◆ Work item
Could you filter the records below down to the lines that include the word "fence"?

Data records:
──────────────────────────────

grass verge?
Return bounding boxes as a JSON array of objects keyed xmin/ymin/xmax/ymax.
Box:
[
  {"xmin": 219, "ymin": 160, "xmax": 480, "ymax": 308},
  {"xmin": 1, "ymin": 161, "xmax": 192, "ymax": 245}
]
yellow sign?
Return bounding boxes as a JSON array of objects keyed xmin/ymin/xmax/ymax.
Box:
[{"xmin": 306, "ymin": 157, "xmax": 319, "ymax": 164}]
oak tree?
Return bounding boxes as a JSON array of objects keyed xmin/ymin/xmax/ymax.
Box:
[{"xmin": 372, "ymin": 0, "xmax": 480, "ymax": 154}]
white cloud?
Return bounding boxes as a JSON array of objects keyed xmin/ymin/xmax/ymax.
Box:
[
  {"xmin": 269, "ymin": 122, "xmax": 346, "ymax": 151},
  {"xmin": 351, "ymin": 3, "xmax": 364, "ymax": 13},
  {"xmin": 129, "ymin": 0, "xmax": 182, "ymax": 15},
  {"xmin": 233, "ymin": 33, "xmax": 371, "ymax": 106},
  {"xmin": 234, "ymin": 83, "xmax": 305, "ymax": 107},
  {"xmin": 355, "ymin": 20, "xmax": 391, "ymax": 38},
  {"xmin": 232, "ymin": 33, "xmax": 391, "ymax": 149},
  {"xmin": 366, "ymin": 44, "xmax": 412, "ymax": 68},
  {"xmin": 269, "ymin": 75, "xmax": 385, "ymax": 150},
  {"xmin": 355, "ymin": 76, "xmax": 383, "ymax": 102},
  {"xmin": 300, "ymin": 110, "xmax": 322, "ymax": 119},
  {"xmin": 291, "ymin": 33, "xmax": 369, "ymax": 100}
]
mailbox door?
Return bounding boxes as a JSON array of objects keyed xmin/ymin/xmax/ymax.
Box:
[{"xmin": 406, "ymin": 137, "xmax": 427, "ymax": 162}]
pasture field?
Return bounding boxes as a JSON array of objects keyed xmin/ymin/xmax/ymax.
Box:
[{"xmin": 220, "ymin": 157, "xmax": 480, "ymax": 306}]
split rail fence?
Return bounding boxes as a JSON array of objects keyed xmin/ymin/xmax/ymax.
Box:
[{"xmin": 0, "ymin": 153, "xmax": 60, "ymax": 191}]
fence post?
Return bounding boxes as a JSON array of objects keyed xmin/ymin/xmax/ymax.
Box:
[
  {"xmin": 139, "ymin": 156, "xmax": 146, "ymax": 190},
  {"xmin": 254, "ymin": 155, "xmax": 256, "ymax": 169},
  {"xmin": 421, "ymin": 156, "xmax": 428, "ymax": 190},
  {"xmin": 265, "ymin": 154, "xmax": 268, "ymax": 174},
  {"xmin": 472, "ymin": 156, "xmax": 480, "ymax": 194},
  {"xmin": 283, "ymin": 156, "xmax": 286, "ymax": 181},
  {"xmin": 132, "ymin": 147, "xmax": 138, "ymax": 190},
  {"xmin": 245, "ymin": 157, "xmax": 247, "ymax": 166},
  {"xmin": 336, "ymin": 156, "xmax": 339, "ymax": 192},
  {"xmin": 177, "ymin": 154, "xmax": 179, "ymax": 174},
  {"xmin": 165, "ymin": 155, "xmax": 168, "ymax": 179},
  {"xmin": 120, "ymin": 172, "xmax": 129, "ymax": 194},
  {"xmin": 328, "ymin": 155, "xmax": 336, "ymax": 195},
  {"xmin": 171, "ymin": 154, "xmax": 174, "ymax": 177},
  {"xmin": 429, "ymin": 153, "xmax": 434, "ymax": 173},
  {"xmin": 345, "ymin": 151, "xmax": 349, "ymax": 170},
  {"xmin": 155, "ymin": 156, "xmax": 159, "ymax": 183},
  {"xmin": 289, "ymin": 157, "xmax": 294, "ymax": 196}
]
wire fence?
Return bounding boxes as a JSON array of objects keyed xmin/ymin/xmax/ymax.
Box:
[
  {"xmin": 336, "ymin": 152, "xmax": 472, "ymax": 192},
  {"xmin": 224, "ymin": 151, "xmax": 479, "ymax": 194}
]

──────────────────────────────

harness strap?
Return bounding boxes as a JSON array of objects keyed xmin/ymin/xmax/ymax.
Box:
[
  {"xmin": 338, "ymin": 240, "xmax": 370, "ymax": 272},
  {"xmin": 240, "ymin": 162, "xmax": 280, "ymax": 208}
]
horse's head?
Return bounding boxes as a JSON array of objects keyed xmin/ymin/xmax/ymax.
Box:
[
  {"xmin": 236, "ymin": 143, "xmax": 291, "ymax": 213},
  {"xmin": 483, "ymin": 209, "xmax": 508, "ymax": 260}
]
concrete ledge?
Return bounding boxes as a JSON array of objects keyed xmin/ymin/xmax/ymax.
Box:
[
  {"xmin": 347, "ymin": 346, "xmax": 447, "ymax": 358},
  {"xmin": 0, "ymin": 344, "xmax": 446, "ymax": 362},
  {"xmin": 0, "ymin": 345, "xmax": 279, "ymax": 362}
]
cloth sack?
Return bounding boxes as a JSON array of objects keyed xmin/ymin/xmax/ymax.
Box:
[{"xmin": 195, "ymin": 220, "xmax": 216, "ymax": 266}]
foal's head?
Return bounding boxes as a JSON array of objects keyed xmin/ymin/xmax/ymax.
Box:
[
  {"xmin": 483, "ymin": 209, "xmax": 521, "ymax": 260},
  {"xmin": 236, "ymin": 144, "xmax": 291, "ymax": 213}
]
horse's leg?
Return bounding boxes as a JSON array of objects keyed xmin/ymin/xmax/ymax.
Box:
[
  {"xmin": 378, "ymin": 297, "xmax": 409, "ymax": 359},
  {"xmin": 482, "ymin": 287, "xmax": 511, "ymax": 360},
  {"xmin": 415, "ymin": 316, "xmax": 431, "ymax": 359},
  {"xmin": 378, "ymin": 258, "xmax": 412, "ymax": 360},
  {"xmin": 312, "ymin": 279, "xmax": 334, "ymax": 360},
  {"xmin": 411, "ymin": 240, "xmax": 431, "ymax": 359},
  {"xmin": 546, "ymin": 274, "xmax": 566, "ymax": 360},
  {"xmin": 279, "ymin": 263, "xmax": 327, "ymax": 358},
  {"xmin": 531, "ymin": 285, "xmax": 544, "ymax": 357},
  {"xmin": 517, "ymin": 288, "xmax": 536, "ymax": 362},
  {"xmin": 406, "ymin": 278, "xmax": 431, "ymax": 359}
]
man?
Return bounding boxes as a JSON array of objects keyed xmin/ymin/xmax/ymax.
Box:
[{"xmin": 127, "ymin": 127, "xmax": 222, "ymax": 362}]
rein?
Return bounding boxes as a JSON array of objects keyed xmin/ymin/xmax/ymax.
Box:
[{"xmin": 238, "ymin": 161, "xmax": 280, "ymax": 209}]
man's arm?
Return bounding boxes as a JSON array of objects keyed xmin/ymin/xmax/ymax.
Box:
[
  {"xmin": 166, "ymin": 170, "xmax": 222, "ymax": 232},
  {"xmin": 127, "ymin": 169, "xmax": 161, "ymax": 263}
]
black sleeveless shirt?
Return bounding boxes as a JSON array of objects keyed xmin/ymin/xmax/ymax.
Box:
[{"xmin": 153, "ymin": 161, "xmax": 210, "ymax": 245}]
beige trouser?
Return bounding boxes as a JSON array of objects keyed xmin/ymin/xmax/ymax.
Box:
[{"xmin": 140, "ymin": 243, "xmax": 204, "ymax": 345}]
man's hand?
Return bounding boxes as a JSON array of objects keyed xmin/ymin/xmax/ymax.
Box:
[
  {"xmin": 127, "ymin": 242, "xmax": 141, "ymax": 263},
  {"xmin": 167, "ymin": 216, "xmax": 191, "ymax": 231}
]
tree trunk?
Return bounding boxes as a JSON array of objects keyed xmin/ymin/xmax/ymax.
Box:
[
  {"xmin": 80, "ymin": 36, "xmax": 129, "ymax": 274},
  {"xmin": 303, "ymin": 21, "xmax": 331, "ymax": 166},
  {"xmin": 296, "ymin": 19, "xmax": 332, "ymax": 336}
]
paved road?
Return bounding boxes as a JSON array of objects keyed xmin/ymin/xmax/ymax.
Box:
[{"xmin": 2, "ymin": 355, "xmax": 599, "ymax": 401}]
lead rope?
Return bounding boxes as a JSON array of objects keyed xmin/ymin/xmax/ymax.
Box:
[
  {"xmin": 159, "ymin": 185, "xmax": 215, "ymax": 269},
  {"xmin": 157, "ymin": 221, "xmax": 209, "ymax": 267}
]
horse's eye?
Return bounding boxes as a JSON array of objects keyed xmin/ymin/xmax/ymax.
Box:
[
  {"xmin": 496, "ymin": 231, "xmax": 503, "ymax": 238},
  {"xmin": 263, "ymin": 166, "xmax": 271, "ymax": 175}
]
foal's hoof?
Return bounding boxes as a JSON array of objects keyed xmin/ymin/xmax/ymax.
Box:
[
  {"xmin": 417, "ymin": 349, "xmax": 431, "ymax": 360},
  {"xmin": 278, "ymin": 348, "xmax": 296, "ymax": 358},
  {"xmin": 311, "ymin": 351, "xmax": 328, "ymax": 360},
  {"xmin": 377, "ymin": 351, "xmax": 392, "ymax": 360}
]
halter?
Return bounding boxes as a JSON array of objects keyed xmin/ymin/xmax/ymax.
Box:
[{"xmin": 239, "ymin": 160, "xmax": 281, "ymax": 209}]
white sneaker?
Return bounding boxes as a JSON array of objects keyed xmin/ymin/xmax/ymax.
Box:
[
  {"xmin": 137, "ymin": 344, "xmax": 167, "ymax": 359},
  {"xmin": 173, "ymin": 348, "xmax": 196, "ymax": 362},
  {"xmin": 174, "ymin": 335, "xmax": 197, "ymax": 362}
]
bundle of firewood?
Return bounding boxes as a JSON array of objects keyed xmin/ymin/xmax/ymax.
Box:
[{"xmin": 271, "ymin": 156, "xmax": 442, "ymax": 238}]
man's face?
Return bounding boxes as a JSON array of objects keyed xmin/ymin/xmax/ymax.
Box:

──────────────────────────────

◆ Response
split rail fence?
fence post?
wire fence?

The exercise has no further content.